### Teks Bacaan
◆ ◆ ◆ ◆ ◆ ◆ ◆
Selasa, 22 Januari 2013

Motivasi UN


Memotivasi Siswa Menghadapi UN

Oleh : Thomas Sutasman

Ujian Nasional (UN) masih menjadi puncak kegiatan siswa selama belajar di tingkat pendidikan. Apapun yang dilakukan sekolah (baca: guru) tercurah untuk keberhasilan UN. Yang terjadi,  seringkali UN hanya menjadi ajang gengsi orang tua dan sekolah. Orang tua dan sekolah merasa puas akan keberhasilan siswanya dalam UN. Mau tidak mau, UN masih akan dilaksanakan tahun ini. Akibatnya,  mulai sekarang, guru sudah setengah mati untuk mempersiapkan siswa menghadapi UN, walau siswanya masih merasa santai atau tidak termotivasi.
Tugas berat yang berada pada beban sekolah, selain materi UN, adalah memotivasi siswa untuk berprestasi. Padahal memotivasi siswa bukan perkara yang gampang. Motivasi berprestasi merupakan konsep personal yang inheren yang merupakan faktor pendorong untuk meraih atau mencapai sesuatu yang diinginkannya agar meraih kesuksesan. Untuk mencapai kesuksesan tersebut  setiap orang mempunyai hambatan-hambatan yang berbeda. Apabila orang memiliki motivasi berprestasi yang tinggi, hambatan-hambatan tersebut akan dapat diatasi dan kesuksesan yang dinginkan dapat diraih. Dengan demikian, memiliki motivasi berprestasi maka akan muncul kesadaran bahwa dorongan untuk selalu mencapai kesuksesan (perilaku produktif dan selalu memperhatikan kualitas) dapat menjadi sikap dan perilaku permanen pada diri seseorang.
Menurut Bendura (1992) bahwa  bila seseorang memiliki rasa yang kuat tentang kemampuan dirinya, maka akan mendesak usaha yang lebih besar untuk menyelesaikan tugas-tugas yang menantang dari pada orang yang memiliki keraguan diri akan kemampuannya. Adanya perasaan mampu untuk berprestasi yang dimiliki oleh seseorang, akan memberikan kontribusi yang sangat besar pada aspek percaya diri, yaitu bahwa ia akan merasa yakin dengan kemampuannya untuk dapat mencapai suatu prestasi tertentu. Untuk itu,  memotivasi siswa untuk  berprestasi dalam UN berpijak pada siswa itu sendiri. Tugas sekolah adalah mengarahkan siswa untuk mempunyai motivasi berprestasi dengan mengetahui siapa dirinya dalam hubungannya dengan orang lain dimana mereka terlibat.
◆ ◆ ◆ ◆ ◆ ◆ ◆
### Daftar Data
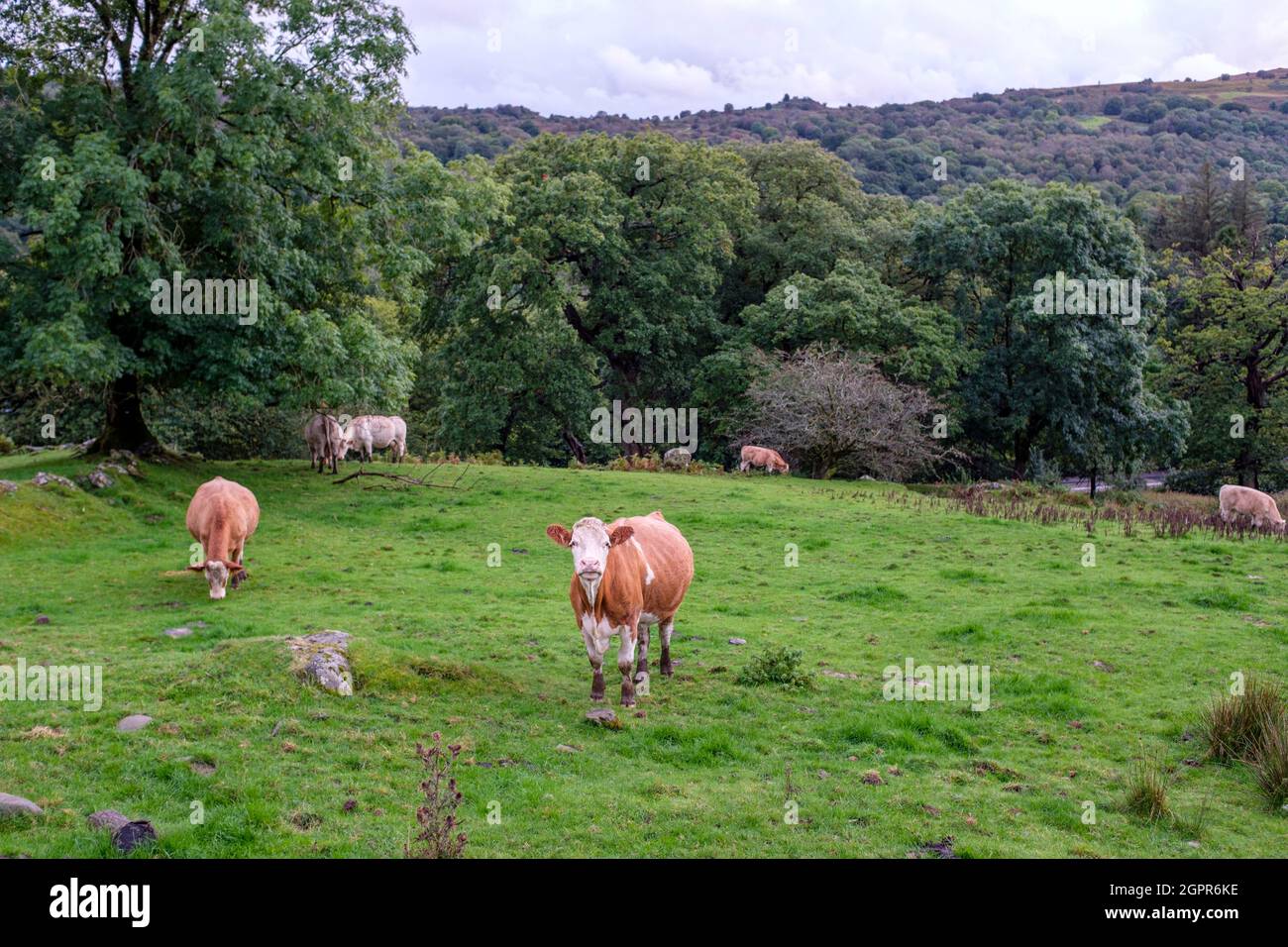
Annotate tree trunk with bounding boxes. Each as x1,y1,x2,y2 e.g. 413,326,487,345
91,373,161,455
564,428,587,464
1012,433,1030,480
◆ ◆ ◆ ◆ ◆ ◆ ◆
### Instruksi Tertulis A
Berdasarkan teks tentang motivasi siswa menghadapi UN, jelaskan mengapa upaya memotivasi siswa untuk berprestasi dalam UN dikatakan berpijak pada siswa itu sendiri. Jawablah dalam satu sampai tiga kalimat.
### Instruksi Tertulis B
Tuliskan lanjutan teks tentang motivasi siswa menghadapi UN, dimulai setelah kalimat terakhir yang ditampilkan.
Daftar data di atas sama sekali tidak digunakan dalam pengerjaan ini.

### Jawaban A
Seseorang yang memiliki rasa kuat tentang kemampuan dirinya akan mengerahkan usaha lebih besar untuk menyelesaikan tugas-tugas yang menantang daripada orang yang meragukan kemampuannya. Perasaan mampu berprestasi itu juga memberikan kontribusi yang sangat besar pada rasa percaya diri, yaitu keyakinan bahwa ia dapat mencapai prestasi tertentu.

### Jawaban B
Seperti dikatakan di atas, memotivasi siswa bukanlah hal yang mudah. Apalagi masih ada siswa yang terbiasa instan menganggap  UN masih lama berlangsung, dan menjadi rahasia umum di kalangan siswa bahwa dalam UN bisa menyontek atau curang,  menjadi alasan utama bahwa UN tidak menjadi suatu tantangan bagi siswa. Hal pertama yang perlu dijelaskan dan dipahamkan  kepada siswa bahwa UN adalah masih menjadi penentu kelulusan, maka harus dipersiapkan lebih lama.
Kedua, sekolah perlu meluangkan waktu khusus bersama siswa dua sampai tiga hari untuk melakukan rekoleksi atau gladi rohani atau week end dengan mengundang motivator atau orang yang berkompeten.  Dalam kegaitan tersebut, siswa dibimbing agar termotivasi dalam menghadapi UN sebagai salah satu jalan keberhasilan hidup, sekaligus sebagai sarana untuk pembinaan mental siswa. Dimana, keberhasilan siswa bukan menjadi keberhasilan diri sendiri saja, melainkan butuh keterlibatan orang lain dalam dirinya.
Ketiga, dalam pembelajaran keseharian di sekolah, siswa diarahkan  untuk terlibat aktif dengan peduli terhadap temannya yang kurang. Dengan demikian, kepercayaan diri siswa  tumbuh  dan salah satu wujud membantu teman dalam waktu yang tepat. Proses pembelajaran tidak sekedar sisitem drill saja, namun diarahkan pada proses berpikir. Selain itu, proses pembelajaran tetap mengunakan model-model pembelajaran yang menyenangkan, agar UN tidak menjadi beban yang berat bagi siswa.
Keempat, membangun iklim persaingan yang sehat, jujur,dan terbuka. Kejujuran dalam UN merupakan hal hakiki yang harus dilakukan oleh semua pihak yang terlibat dalam UN. Biasanya sekolah mempersiapkan UN sekolah mengadakan lebih dari satu kali try out atau latihan UN. Apabila dalam tryout  siswa sudah dibiasakan  mencontek atau berbuat curang lainnya, maka dalam hari-H UN, siswa cenderung untuk berbuat serupa.  Kepercayaan diri siswa  telah hilang. Kemampuan untuk mengerjakan soal UN tergantung pada orang lain, bukan dirinya sendiri. UN yang jujur sangat tergantung pada proses menuju UN itu sendiri.  Kurang berarti walau soal UN dibuat dengan 20 tipe soal akan membuat UN jujur, namun proses menuju UN tidak jujur.  Kesadaran yang perlu dikembangkan adalah UN yang jujur menjadikan persaingan yang sehat antarsiswa juga antarsekolah.
Tak kalah pentingnya, adakan dialog antara sekolah dan orang tua tentang perkembangan siswa. Tugas berat sekolah untuk memotivasi siswa tanpa didukung orang tua siswa di rumah menjadi hal yang sia-sia. Keprihatinan yang acapkali terjadi adalah semua tanggung jawab pendidikan anaknya (siswa) selalu dibebankan pada sekolah. (*)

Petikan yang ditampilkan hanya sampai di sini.